A “quase totalidade das vitimas” morreu quando tentava fugir de carro. As pessoas que morreram em casa foi por terem algum problema de mobilidade ou de saúde, pelo que “a permanência em casa teria sido a opção mais segura”, indica o documento.
Este relatório valoriza um pouco mais os problemas de comunicações que o documento da CTI, considerando que “terá contribuído para a falta de coordenação dos serviços de combate e de socorro, para a dificuldade de pedido de socorro por parte das populações e para o agravamento das consequências do incêndio”. Mas a coordenação ficou “claramente afectada” quando se soube da existência de um elevado número de vitimas mortais.
“Não foi prejudicado apenas o combate, como também o socorro às vítimas feridas. Não foi feita uma operação de busca e salvamento em larga escala – em condições muito difíceis – para ir junto dos feridos e levá-los para locais onde pudessem ser tratados. Estamos convencidos de que se poderiam ter evitado algumas mortes e muito sofrimento aos feridos se este socorro tivesse sido mais pronto e melhor organizado”, diz o relatório, que também aponta a deficiências no apoio psicológico e no socorro médico e hospitalar.
Bombeiros mais profissionais
À semelhança do que diz o relatório da CTI, as condições em que ocorreu a tragédia de Pedrogão podem repetir-se, pelo que “importa por isso preparar o país para um tal cenário e evitar uma tragédia semelhante, que tem potencial de ocorrer em várias outras regiões de Portugal”. Como acabou por acontecer este fim-de-semana, já depois de este relatório ter sido concluído.
Para que a tragédia não se repetisse, o relatório faz várias recomendações. A começar pela responsabilização das autoridades públicas. “Não sendo tolerável a negligência que é constituída pela ausência de planos de defesa e de emergência, de execução de tarefas de prevenção e outras, deveria haver uma maior responsabilização das entidades e dos cidadãos encarregadas destas tarefas. Sem prejuízo da responsabilização, tão invocada, dos incendiários, deveria agir-se também perante estes casos de negligência na gestão, atendendo a que são altamente coniventes com as intenções dos agentes causadores dos incêndios”, recomenda o grupo liderado por Xavier Viegas.
Este grupo pronuncia-se contra as “evacuações compulsivas generalizadas”, considerando que os cidadãos que estejam física e psicologicamente aptos para defender as suas habitações não devem abandoná-las. Quanto têm de acontecer, as evacuações devem ser planeadas e executadas com antecedência.

▶ [DADOS FORNECIDOS]:
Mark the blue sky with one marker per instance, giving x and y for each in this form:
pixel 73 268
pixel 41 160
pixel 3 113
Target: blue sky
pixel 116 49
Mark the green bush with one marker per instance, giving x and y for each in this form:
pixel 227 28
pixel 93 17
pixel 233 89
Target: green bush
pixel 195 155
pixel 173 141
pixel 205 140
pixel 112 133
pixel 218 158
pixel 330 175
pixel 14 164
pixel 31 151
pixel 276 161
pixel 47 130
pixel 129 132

...

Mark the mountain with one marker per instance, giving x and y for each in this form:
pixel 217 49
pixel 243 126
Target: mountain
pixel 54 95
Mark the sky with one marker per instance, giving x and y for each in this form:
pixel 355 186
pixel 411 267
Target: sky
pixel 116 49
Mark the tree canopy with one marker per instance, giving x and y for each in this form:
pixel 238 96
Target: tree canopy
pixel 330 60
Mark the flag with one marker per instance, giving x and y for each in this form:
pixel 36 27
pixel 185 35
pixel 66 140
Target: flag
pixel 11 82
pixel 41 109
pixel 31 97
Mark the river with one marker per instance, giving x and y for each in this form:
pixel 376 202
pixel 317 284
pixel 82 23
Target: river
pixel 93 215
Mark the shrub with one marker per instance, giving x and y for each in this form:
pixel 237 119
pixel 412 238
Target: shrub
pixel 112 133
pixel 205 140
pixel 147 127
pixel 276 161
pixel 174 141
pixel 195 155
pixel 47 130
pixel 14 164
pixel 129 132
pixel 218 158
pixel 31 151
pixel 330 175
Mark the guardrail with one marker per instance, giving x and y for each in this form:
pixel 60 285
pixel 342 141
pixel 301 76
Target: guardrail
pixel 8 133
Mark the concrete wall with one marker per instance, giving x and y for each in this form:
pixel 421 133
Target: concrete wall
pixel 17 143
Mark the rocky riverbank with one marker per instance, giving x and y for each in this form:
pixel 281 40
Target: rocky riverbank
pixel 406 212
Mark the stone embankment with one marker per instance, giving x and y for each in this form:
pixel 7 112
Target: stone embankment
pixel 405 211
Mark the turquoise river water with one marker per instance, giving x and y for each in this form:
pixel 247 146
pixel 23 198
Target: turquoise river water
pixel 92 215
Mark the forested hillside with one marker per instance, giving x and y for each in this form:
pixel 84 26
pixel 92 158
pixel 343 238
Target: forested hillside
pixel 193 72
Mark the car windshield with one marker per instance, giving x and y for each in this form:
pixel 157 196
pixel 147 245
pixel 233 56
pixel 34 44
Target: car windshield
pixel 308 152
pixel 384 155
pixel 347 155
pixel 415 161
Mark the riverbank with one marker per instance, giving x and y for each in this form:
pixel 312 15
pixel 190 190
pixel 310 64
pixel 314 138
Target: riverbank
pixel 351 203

==

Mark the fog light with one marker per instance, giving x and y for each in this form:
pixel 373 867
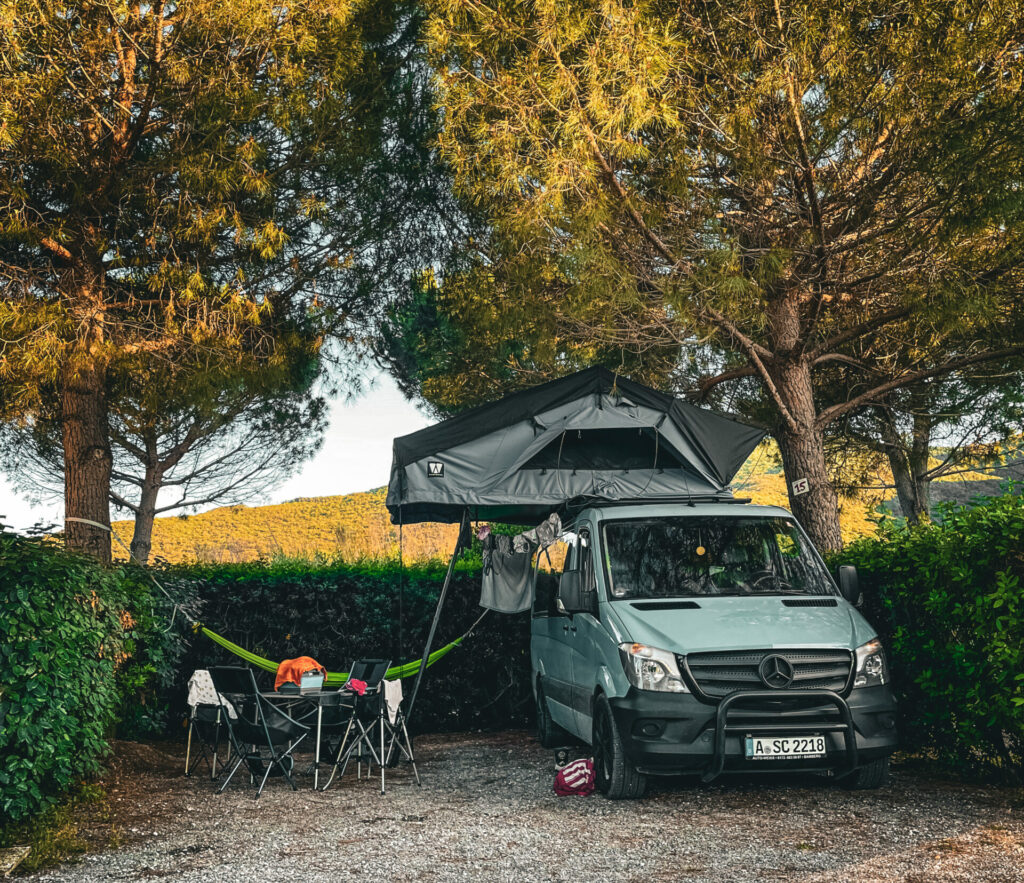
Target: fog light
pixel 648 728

▶ [EXERCÍCIO A]: Segundo o texto de origem, o que estava a fazer a quase totalidade das vítimas quando morreu?
▶ [EXERCÍCIO B]: Transcreva o trecho do texto de origem que começa nas palavras "Para que a tragédia" e termina logo após as palavras "por Xavier Viegas.".

▶ [ESPAÇO DE RESPOSTA A]: Tentava fugir de carro.

▶ [ESPAÇO DE RESPOSTA B]:
Para que a tragédia não se repetisse, o relatório faz várias recomendações. A começar pela responsabilização das autoridades públicas. “Não sendo tolerável a negligência que é constituída pela ausência de planos de defesa e de emergência, de execução de tarefas de prevenção e outras, deveria haver uma maior responsabilização das entidades e dos cidadãos encarregadas destas tarefas. Sem prejuízo da responsabilização, tão invocada, dos incendiários, deveria agir-se também perante estes casos de negligência na gestão, atendendo a que são altamente coniventes com as intenções dos agentes causadores dos incêndios”, recomenda o grupo liderado por Xavier Viegas.